▶ DOEL
Geef alle regels van de vermeldingen hieronder weer als Markdown-tabel met de kolommen 'Nr.' en 'Tekst', met per rij een regelnummer en de regel zelf. Lege regels en afbeeldingen laat je weg.

▶ GEGEVENS
▼▼▼

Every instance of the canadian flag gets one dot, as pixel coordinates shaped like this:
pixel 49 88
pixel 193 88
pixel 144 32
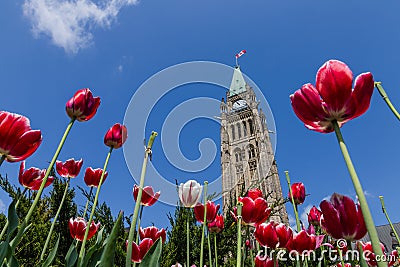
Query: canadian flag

▲▲▲

▶ VOLLEDIGE UITWERKING
| Nr. | Tekst |
|---|---|
| 1 | Every instance of the canadian flag gets one dot, as pixel coordinates shaped like this: |
| 2 | pixel 49 88 |
| 3 | pixel 193 88 |
| 4 | pixel 144 32 |
| 5 | Query: canadian flag |